Required task a> Count how many lines in the entries contain the string "blue", and reply with the number alone.

Selection>
One of the notions that Rawls presents in his works is that of "overlapping consensus". The idea is that a conception of the political order should be able to be defended from a variety of philosophical or ideological points of view in order to make it stable. An idea of justice shouldn't be only defensible from a given closed ideological package. Rawls himself, however, only tried to argue that his conception of the political order could also be endorsed by utilitarians. It occurred to me to try to apply Rawls' idea of overlapping consensus to liberalism*. Here we have a list of academic philosophers or economists who defend more or less liberal conceptions of justice from a variety of points of view. Some philosophical positions are endorsed by more than one thinker, but even then, each one have their nuances. I've marked with (?) those positions that I'm not sure about.

Given entries>
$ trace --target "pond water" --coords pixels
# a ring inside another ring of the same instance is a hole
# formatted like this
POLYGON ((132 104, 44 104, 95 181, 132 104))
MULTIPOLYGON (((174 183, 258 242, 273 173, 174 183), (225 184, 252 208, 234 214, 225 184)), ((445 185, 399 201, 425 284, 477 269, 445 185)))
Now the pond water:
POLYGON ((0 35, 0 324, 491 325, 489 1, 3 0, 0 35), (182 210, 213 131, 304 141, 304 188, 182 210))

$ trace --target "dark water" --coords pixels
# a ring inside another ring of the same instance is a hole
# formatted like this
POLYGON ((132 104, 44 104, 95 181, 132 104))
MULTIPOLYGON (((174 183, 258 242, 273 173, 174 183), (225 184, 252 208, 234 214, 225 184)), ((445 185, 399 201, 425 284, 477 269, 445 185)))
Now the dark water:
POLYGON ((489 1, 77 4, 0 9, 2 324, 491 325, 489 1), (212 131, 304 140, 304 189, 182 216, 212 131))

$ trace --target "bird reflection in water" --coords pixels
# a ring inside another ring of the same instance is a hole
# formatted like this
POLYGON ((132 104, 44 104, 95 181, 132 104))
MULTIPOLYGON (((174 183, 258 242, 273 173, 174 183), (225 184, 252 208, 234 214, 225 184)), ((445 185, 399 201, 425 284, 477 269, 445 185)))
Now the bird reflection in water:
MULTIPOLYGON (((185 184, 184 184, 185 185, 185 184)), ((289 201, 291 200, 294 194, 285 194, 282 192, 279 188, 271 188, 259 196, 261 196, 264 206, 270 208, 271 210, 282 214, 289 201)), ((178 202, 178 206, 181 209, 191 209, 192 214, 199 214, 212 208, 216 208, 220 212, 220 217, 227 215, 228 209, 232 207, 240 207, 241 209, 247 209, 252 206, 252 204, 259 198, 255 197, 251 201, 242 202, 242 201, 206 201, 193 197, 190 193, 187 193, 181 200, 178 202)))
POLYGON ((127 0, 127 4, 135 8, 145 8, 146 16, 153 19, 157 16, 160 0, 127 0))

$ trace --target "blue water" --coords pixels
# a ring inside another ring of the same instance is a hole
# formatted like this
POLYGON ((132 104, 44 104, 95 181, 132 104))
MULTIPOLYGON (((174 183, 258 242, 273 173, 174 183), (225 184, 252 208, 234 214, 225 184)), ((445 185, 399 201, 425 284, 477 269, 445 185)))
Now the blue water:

Required task b> In the passage on overlapping consensus, whom did Rawls himself try to show could also endorse his conception of the political order?

Right answer a> 2

Right answer b> Utilitarians.